───── Lignes de données ─────
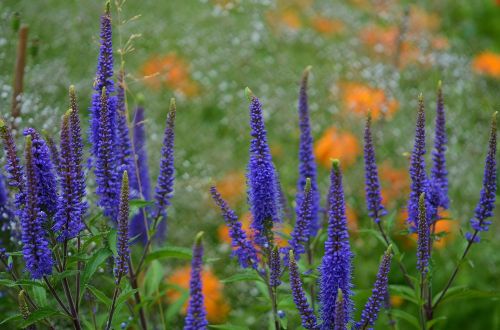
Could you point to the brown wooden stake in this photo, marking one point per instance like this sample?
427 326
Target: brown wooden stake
19 71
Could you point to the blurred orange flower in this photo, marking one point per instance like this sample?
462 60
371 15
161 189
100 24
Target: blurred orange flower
232 187
446 226
337 144
385 41
487 63
395 183
223 230
360 98
215 302
171 71
421 21
352 218
327 26
396 301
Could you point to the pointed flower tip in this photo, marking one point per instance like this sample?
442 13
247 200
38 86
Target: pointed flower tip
335 164
199 236
125 178
249 94
140 99
28 141
308 185
107 9
422 198
306 72
340 295
173 106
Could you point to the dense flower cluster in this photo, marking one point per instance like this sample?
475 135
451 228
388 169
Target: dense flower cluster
372 184
336 265
263 191
486 204
307 161
196 317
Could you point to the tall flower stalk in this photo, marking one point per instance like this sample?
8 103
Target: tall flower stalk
242 247
36 250
263 194
307 161
336 268
122 244
196 317
372 185
370 313
299 296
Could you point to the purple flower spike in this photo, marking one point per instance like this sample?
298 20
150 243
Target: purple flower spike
77 151
122 248
300 233
165 184
340 316
5 206
423 237
275 268
486 204
13 168
54 152
307 161
299 297
44 170
379 293
336 266
105 171
439 174
68 218
419 181
103 80
243 248
263 194
372 184
196 317
36 251
141 182
125 158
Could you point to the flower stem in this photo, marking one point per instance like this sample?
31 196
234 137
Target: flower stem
454 274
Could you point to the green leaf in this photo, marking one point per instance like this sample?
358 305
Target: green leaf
67 273
91 267
174 308
375 233
227 326
153 278
407 317
405 293
136 204
40 295
101 296
462 292
170 252
243 277
430 324
112 235
6 282
40 314
13 317
124 296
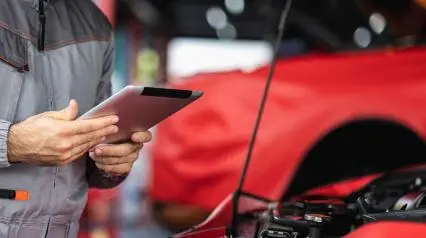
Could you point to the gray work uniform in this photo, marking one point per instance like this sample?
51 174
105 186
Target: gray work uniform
74 60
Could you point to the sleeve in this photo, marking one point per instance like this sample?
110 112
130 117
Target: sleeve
4 131
96 177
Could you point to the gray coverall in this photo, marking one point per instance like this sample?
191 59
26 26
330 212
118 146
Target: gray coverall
49 54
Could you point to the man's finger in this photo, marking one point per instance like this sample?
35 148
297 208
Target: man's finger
121 150
115 160
83 148
116 169
141 137
89 125
81 139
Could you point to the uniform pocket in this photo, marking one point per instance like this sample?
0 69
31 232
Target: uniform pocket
13 64
13 50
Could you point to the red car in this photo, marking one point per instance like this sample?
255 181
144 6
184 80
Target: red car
352 117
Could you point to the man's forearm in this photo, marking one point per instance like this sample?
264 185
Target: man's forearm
4 131
99 179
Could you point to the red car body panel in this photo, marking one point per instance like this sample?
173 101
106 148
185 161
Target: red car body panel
200 151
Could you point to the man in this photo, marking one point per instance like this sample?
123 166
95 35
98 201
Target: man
51 52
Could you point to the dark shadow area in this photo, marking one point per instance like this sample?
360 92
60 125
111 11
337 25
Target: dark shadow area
356 149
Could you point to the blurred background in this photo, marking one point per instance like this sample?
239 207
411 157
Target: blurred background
176 42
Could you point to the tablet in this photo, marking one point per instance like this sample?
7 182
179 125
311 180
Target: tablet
140 108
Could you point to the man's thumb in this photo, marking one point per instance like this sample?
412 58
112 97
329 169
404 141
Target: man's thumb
67 114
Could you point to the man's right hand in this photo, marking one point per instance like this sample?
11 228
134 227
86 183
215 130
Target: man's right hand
56 138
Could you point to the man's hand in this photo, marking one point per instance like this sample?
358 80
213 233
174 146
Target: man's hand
119 159
56 138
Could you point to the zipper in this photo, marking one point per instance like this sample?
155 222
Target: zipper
42 29
48 227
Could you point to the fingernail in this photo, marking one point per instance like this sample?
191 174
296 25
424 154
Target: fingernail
114 129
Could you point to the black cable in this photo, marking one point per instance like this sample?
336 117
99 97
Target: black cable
281 28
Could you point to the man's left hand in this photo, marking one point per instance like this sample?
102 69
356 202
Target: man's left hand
118 159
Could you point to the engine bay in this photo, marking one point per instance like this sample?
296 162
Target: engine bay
392 197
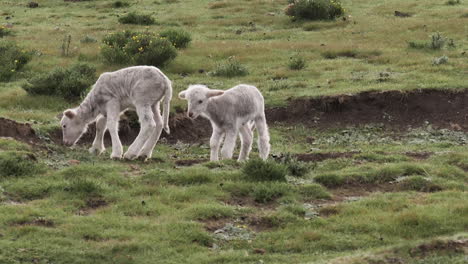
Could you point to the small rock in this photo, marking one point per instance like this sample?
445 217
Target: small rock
74 162
33 4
─────
Consigne: Recopie les données de la ligne contenant « Could you point to the black » jusqu'à la dernière ligne comprise, sans rien retirer, en décalant de 19 chaque coordonnée des points donnés en réponse. Laisse les images de côté.

Solution:
Could you point to the black cable in this photo, marking one point per instance like this sample?
336 117
99 97
Target: black cable
300 47
Could you point to the man's left hand in this photo, marking one point per instance like this sample?
102 69
356 202
Target: man's left hand
137 178
Could you point to the engine bay in this photo, marking one point per instance like this sample?
296 162
Target: engine bay
411 216
Could you point to the small rock in this photo, marking one point per instance like this sample?
445 217
Target: small rock
93 181
52 23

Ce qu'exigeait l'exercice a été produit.